Given task:
Could you render every line of the records below as a JSON list of strings, one string per line, with blank lines left out?

.....

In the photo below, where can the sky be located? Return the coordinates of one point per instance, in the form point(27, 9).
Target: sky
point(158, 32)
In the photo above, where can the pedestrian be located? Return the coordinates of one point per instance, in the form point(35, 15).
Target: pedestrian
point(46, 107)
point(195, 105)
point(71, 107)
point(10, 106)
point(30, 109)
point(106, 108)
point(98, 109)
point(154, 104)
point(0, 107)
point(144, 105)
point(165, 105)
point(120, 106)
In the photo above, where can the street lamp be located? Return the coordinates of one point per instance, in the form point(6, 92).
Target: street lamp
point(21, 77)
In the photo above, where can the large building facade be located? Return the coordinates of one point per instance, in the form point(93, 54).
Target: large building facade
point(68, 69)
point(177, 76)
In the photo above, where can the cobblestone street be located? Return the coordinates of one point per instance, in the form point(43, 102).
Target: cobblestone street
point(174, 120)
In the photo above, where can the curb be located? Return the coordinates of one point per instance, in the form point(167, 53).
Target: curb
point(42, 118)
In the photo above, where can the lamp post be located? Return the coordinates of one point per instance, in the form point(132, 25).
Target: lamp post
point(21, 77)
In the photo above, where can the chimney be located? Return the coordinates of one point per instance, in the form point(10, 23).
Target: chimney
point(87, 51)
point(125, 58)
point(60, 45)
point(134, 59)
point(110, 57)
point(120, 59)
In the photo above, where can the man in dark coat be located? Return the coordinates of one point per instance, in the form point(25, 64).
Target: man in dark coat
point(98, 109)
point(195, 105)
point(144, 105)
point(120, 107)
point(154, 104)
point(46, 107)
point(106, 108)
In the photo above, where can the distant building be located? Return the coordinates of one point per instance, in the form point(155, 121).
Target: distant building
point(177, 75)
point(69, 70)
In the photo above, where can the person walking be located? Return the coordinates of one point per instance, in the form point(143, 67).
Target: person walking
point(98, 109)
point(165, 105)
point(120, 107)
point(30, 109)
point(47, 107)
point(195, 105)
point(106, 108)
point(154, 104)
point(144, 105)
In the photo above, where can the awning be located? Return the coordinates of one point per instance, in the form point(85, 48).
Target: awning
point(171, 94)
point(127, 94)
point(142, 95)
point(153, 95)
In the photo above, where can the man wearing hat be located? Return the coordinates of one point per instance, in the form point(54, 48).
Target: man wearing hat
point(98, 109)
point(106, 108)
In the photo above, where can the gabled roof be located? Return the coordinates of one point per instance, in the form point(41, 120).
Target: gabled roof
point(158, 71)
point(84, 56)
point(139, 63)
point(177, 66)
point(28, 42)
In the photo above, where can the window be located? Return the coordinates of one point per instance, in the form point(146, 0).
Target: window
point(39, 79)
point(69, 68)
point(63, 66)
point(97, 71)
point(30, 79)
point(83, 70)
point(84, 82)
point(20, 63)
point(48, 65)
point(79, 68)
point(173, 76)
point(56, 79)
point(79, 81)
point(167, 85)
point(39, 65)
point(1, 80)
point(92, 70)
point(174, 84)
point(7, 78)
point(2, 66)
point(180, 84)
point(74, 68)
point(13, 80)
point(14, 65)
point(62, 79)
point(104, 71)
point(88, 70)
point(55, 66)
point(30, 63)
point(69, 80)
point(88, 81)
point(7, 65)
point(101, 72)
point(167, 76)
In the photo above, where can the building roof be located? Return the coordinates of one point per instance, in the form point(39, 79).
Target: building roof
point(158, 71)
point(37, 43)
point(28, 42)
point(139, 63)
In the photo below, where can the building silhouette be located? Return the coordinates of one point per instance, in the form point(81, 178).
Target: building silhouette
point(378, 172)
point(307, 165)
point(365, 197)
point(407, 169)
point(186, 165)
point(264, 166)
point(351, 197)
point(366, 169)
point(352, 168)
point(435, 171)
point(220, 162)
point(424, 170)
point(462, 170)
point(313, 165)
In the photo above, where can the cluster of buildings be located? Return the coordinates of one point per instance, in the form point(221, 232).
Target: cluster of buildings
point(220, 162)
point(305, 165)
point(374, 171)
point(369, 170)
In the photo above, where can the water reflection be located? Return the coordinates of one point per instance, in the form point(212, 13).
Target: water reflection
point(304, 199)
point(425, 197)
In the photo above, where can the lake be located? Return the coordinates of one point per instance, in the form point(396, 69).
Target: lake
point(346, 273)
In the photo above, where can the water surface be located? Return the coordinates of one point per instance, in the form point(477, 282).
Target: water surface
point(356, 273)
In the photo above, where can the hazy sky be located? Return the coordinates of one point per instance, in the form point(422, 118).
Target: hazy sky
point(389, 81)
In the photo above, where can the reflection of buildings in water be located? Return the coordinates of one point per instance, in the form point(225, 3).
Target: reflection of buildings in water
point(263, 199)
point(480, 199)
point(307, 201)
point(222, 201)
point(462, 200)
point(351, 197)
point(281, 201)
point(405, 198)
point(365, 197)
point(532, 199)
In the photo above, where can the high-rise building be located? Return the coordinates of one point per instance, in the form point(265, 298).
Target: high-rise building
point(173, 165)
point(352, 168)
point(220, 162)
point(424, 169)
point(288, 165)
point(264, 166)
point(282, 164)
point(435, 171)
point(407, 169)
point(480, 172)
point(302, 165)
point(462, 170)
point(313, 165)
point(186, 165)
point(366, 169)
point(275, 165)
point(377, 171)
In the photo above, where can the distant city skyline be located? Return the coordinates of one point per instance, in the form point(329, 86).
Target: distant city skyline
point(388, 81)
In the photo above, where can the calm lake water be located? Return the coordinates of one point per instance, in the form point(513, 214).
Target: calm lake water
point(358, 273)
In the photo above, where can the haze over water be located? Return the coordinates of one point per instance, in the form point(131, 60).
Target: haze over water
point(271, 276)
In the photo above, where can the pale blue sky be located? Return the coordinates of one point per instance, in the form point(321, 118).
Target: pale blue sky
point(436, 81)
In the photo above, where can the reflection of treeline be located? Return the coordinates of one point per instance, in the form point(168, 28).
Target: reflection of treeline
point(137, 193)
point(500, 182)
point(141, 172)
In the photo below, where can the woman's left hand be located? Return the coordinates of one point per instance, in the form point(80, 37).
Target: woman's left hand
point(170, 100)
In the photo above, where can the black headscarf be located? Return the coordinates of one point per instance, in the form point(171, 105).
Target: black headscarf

.....

Final result:
[
  "In the photo below, where can the sky be located? Return the coordinates of one point per instance, in the form point(27, 9).",
  "Target: sky",
  "point(158, 32)",
  "In the photo above, where can the pedestrian be located? Return the coordinates of one point per instance, in the form point(35, 15).",
  "Target: pedestrian",
  "point(46, 107)",
  "point(195, 105)",
  "point(71, 107)",
  "point(10, 106)",
  "point(30, 109)",
  "point(106, 108)",
  "point(98, 109)",
  "point(154, 104)",
  "point(0, 107)",
  "point(144, 105)",
  "point(165, 105)",
  "point(120, 106)",
  "In the photo above, where can the street lamp be located? Return the coordinates of one point per instance, in the form point(6, 92).",
  "Target: street lamp",
  "point(21, 77)",
  "In the photo above, where can the large building facade be located? Return the coordinates of one point per instance, in the form point(93, 54).",
  "Target: large building facade",
  "point(68, 69)",
  "point(177, 76)",
  "In the photo above, where can the cobblestone street be located? Return the coordinates of one point per instance, in the form point(43, 102).",
  "Target: cobblestone street",
  "point(174, 120)",
  "In the photo above, where can the curb be located? Return the coordinates of one point per instance, in the form point(167, 53).",
  "Target: curb",
  "point(42, 118)",
  "In the photo above, where can the lamp post be located? Return the coordinates of one point per instance, in the form point(132, 25).",
  "Target: lamp post",
  "point(21, 77)",
  "In the photo above, where can the chimney be located? Return the coordinates of one point per instance, in the form point(10, 23).",
  "Target: chimney",
  "point(87, 51)",
  "point(125, 58)",
  "point(60, 45)",
  "point(134, 59)",
  "point(110, 57)",
  "point(120, 59)",
  "In the photo above, where can the man in dark coat be located? Return the coordinates of one point per instance, in the form point(25, 64).",
  "Target: man in dark coat",
  "point(98, 109)",
  "point(195, 105)",
  "point(144, 105)",
  "point(120, 107)",
  "point(154, 104)",
  "point(46, 107)",
  "point(106, 108)",
  "In the photo above, where can the distant building be located? Return the coordinates of one point per instance, in the form point(155, 121).",
  "Target: distant building",
  "point(177, 75)",
  "point(69, 70)",
  "In the photo above, where can the person walking be located? Return the coordinates of one point per instance, in the form point(143, 67).",
  "Target: person walking",
  "point(98, 109)",
  "point(165, 105)",
  "point(120, 107)",
  "point(30, 109)",
  "point(47, 107)",
  "point(195, 105)",
  "point(106, 108)",
  "point(154, 104)",
  "point(144, 105)",
  "In the photo above, where can the awning be located? Return the coordinates of one point per instance, in the form point(85, 48).",
  "Target: awning",
  "point(171, 94)",
  "point(127, 94)",
  "point(142, 95)",
  "point(153, 95)",
  "In the photo above, where can the man wearing hat be located? Return the coordinates of one point per instance, in the form point(54, 48).",
  "Target: man wearing hat",
  "point(98, 109)",
  "point(106, 108)",
  "In the photo above, where can the gabled roof be located? Return the coordinates of one point per instance, in the form point(41, 120).",
  "Target: gabled roof",
  "point(158, 71)",
  "point(84, 56)",
  "point(139, 63)",
  "point(177, 66)",
  "point(28, 42)",
  "In the photo above, where can the window be located? Return the coordinates of one point per instance, in the form point(146, 0).",
  "Target: window",
  "point(39, 79)",
  "point(69, 68)",
  "point(63, 66)",
  "point(97, 71)",
  "point(30, 79)",
  "point(83, 70)",
  "point(84, 82)",
  "point(20, 63)",
  "point(48, 65)",
  "point(79, 68)",
  "point(173, 76)",
  "point(56, 79)",
  "point(79, 81)",
  "point(167, 85)",
  "point(39, 65)",
  "point(1, 80)",
  "point(92, 70)",
  "point(174, 84)",
  "point(7, 78)",
  "point(2, 66)",
  "point(180, 84)",
  "point(74, 68)",
  "point(13, 80)",
  "point(14, 65)",
  "point(62, 79)",
  "point(104, 71)",
  "point(88, 70)",
  "point(55, 66)",
  "point(30, 63)",
  "point(69, 80)",
  "point(88, 81)",
  "point(7, 65)",
  "point(101, 72)",
  "point(167, 76)",
  "In the photo above, where can the building roof be located? Return the coordinates of one point per instance, in the form point(39, 79).",
  "Target: building roof",
  "point(158, 71)",
  "point(37, 43)",
  "point(28, 42)",
  "point(139, 63)",
  "In the photo below, where can the building silhouette be located? Return the coordinates of one point per instance, in the form point(81, 178).",
  "Target: building silhouette",
  "point(378, 172)",
  "point(307, 165)",
  "point(365, 197)",
  "point(407, 169)",
  "point(186, 165)",
  "point(264, 166)",
  "point(351, 197)",
  "point(366, 169)",
  "point(352, 168)",
  "point(435, 171)",
  "point(220, 162)",
  "point(424, 170)",
  "point(462, 170)",
  "point(313, 165)",
  "In the photo above, where can the cluster of buildings be located? Return the coordinates of one point per instance, in the form point(221, 232).",
  "Target: cluster of buildings",
  "point(220, 162)",
  "point(305, 165)",
  "point(374, 171)",
  "point(369, 170)",
  "In the photo above, where can the water reflection be located? Return the coordinates of one point per instance, in the form point(212, 13).",
  "Target: water reflection",
  "point(304, 199)",
  "point(425, 197)",
  "In the photo above, where can the lake be located? Return the coordinates of one point per instance, in the form point(396, 69).",
  "Target: lake",
  "point(346, 273)",
  "In the photo above, where can the water surface be located? Return the coordinates of one point per instance, in the form point(477, 282).",
  "Target: water surface",
  "point(356, 273)",
  "In the photo above, where can the hazy sky be located? Return the coordinates of one point per instance, in the form point(422, 118).",
  "Target: hazy sky",
  "point(389, 81)",
  "In the photo above, where can the reflection of buildings in water be located? Return the coordinates of one point per instance, in the form point(225, 3).",
  "Target: reflection of buildings in water",
  "point(263, 199)",
  "point(480, 199)",
  "point(307, 201)",
  "point(222, 201)",
  "point(462, 200)",
  "point(351, 197)",
  "point(281, 201)",
  "point(405, 198)",
  "point(365, 197)",
  "point(532, 199)",
  "In the photo above, where can the high-rise building be located? Return the coordinates of one point per instance, in the form point(265, 298).",
  "Target: high-rise building",
  "point(173, 165)",
  "point(352, 168)",
  "point(220, 162)",
  "point(424, 169)",
  "point(288, 165)",
  "point(264, 166)",
  "point(282, 164)",
  "point(435, 171)",
  "point(407, 169)",
  "point(480, 172)",
  "point(302, 165)",
  "point(462, 170)",
  "point(313, 165)",
  "point(186, 165)",
  "point(366, 169)",
  "point(275, 165)",
  "point(377, 171)",
  "In the photo above, where can the distant city skyline be located? Return the coordinates of one point per instance, in the form point(329, 86).",
  "Target: distant city skyline",
  "point(388, 81)",
  "In the photo above, where can the calm lake water be located? Return the coordinates of one point per instance, in the form point(513, 214).",
  "Target: calm lake water",
  "point(358, 273)",
  "In the photo above, where can the haze over water be located? Return the coordinates of one point per instance, in the form point(131, 60).",
  "Target: haze over water",
  "point(271, 276)",
  "In the photo above, where can the pale blue sky be located? Return the coordinates of one point per instance, in the form point(321, 118).",
  "Target: pale blue sky",
  "point(436, 81)",
  "In the photo above, where can the reflection of treeline be located? Return the coordinates of one point per instance, in the form point(168, 28).",
  "Target: reflection of treeline",
  "point(137, 193)",
  "point(500, 182)",
  "point(141, 172)",
  "In the photo below, where can the woman's left hand be located? Return the coordinates of one point per instance, in the form point(80, 37).",
  "Target: woman's left hand",
  "point(170, 100)",
  "In the photo above, where can the black headscarf be located? Return the coordinates of one point per instance, in the form point(171, 105).",
  "Target: black headscarf"
]